▸ **Zu erledigende Aufgaben**:
(A) An welchem Tag fand die Gesprächsrunde laut dem Bericht über „Hochtaunus – sozial“ statt?
(B) Stimmen die folgenden Aussagen mit dem Bericht über „Hochtaunus – sozial“ überein? Antworte jeweils mit Ja oder Nein und zitiere die entscheidenden Worte wörtlich. (i) Katrin Hechler gehörte zu den Einladenden. (ii) Elke Barth eröffnete die Gesprächsrunde. (iii) Schabedoth bezeichnete die Veranstaltung als einmalig.
(C) Führe den Bericht über „Hochtaunus – sozial“ im Anschluss an seinen letzten Satz fort.

▸ **Seite**:
Hochtaunus sozial

Der dritte Reichtums- und Armutsbericht der Evangelischen Kirche für den Hochtaunuskreis brachte zwei Dutzend engagierte Menschen in den sozialen Einrichtungen, Vereinen und Verbänden aus dem Hochtaunuskreis zu einer Gesprächsrunde „Hochtaunus – sozial“ am 15. August zusammen.
Eingeladen hatten die drei Kandidaten für die Landtags- und Bundestagswahlen, Elke Barth, Manfred Gönsch und Dr. Hans-Joachim Schabedoth sowie die neugewählte zukünftige Kreisbeigeordnete Katrin Hechler.
Bereits in der Vorstellungsrunde wurde deutlich, dass auch im nicht gerade armen Hochtaunuskreis sozial vieles nicht zum Besten steht.
Dr. Hans-Joachim Schabedoth eröffnete die Gesprächsrunde mit dem Hinweis, dass sich hier sozusagen die soziale Verzahnung der SPD aller politischen Ebenen vollziehe und diese Veranstaltung nur eine in einer Serie darstelle. Man wolle den Kontakt aufrechterhalten und zu den Verbänden und denen, die dort arbeiteten intensivieren.
.Aus den Reihen der Verbände kamen zahlreiche Anregungen an die Politik. Darunter waren Appelle, die Finanzmittelkürzungen der schwarz-gelben Landesregierung zurückzunehmen und für eine ausreichende Ausstattung zu sorgen – insbesondere da, wo Institutionen gesetzliche Aufgaben wahr nähmen wie z.B. pro familia.

▸ **Datenzeilen**:

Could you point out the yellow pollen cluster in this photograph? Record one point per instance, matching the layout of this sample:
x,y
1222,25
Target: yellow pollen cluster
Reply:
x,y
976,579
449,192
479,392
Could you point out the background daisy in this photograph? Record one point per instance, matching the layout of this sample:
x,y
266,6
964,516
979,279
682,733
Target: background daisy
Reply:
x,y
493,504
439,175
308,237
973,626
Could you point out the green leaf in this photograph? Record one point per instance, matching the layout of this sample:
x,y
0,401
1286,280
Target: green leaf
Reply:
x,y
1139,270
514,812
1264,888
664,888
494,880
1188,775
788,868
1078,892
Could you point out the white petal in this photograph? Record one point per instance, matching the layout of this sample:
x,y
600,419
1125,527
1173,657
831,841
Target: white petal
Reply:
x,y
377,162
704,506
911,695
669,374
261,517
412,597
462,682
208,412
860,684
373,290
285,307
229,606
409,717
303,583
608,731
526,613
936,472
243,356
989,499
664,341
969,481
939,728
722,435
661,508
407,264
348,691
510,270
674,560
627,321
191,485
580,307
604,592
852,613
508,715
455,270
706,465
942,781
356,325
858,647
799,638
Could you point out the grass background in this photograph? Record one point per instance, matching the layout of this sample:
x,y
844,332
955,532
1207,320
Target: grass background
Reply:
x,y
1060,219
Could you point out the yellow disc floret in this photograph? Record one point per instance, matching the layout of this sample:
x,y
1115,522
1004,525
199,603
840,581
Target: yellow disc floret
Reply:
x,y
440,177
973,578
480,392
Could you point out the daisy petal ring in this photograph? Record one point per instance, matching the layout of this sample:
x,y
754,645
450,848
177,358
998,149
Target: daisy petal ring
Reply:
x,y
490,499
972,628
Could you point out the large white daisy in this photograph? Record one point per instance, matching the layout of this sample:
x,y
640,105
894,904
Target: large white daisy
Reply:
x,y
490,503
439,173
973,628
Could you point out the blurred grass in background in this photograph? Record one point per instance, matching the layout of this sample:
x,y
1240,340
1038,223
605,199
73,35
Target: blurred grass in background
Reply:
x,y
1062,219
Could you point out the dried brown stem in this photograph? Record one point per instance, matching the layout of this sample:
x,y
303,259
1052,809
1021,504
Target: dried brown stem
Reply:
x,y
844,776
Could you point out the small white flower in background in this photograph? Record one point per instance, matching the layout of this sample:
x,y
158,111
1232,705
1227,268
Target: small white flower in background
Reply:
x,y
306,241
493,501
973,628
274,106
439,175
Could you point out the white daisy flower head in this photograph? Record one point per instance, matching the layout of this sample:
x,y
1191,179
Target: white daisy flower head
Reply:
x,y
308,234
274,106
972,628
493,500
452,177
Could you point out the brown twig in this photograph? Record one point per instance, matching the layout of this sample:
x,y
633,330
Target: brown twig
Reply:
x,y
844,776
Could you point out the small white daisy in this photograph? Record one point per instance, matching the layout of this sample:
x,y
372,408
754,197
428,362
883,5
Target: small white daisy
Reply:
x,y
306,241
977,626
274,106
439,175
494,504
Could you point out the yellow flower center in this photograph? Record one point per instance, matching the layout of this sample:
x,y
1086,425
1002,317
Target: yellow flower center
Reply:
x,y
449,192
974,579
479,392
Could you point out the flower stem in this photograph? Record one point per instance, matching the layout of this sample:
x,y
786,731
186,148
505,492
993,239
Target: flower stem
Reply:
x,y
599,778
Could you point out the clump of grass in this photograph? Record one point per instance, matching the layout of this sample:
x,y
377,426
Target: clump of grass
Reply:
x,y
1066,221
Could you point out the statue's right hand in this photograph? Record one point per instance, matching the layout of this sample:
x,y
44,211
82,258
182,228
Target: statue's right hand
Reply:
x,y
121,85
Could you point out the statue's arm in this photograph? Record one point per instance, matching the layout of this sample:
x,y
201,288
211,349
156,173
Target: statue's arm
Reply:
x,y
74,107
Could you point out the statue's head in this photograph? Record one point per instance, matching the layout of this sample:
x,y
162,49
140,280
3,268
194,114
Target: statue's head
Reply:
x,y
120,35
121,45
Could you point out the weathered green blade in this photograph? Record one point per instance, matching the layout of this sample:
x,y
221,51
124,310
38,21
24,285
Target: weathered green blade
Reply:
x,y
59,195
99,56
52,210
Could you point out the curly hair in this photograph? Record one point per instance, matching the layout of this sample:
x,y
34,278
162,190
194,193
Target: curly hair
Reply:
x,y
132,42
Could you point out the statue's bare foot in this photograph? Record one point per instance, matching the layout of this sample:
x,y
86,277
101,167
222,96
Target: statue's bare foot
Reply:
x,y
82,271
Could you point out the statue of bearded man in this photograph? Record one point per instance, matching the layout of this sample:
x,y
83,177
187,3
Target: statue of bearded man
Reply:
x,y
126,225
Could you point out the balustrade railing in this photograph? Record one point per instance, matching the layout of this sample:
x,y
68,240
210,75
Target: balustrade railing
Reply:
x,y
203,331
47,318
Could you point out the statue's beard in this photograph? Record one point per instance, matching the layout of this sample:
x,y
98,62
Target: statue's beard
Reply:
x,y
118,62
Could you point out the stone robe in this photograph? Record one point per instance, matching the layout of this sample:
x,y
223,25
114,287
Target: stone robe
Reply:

▸ **Antworten**:
(A) Am 15. August.

(B)
(i) Ja: „sowie die neugewählte zukünftige Kreisbeigeordnete Katrin Hechler“
(ii) Nein: „Dr. Hans-Joachim Schabedoth eröffnete die Gesprächsrunde“
(iii) Nein: „diese Veranstaltung nur eine in einer Serie darstelle“

(C)
Ebenso waren die Gesprächskultur und der zum Teil schlechte Umgang mit Hilfesuchenden ein großes Thema. Ein Teilnehmer sprach da von „Unkultur“ durch Angestellte in den Verwaltungen. Diese seien nicht Bittsteller, sondern Antragsteller mit berechtigten Interessen und Ansprüchen. Waldemar Schütze (SPD), Ombudsmann des Hochtaunuskreises, brachte es auf den Punkt: “Mit meiner Arbeit setze ich mich dafür ein, dass geltendes Recht umgesetzt wird – nicht mehr und nicht weniger!“ Und er fügte unter Zustimmung der Anwesenden und mit Blick auf die anstehenden Landtags- und Bundestagswahlen hinzu: „ Da wo geltendes Recht an seine Grenzen stößt, muss Politik neue Bedingungen schaffen!“ Dies äußerte der Ombudsmann insbesondere im Hinblick darauf, dass es im Hochtaunuskreis viele Menschen gibt, die voll berufstätig sind, aber trotzdem davon nicht leben können und zusätzliche Leistungen benötigen. Hier gab es eine deutliche Forderung von vielen Teilnehmern der Gesprächsrunde: Ein echter Mindestlohn wird gebraucht!
Manfred Gönsch stellte die geplanten Änderungen in der Kreisverwaltung vor und betonte, dass man mit der Umzug des Job Center und der Einrichtung eines Eingangsportals sich eine deutliche Verbesserung für die Hilfesuchenden verspricht.
Die Problematik des kaum bezahlbaren Wohnungsraum und des fehlenden sozialen Wohnungsbaus wurde lange diskutiert. Hier muss die neue Bundes- und Landesregierung deutliche Abhilfe schaffen. Weitere Kritik entzündete sich an den zu niedrig festgelegten Mietobergrenzen für Sozialhilfeempfänger, was dazu führe, dass kaum geeigneter Wohnraum gefunden würde und eine Verdrängung Sozial Schwacher einträte.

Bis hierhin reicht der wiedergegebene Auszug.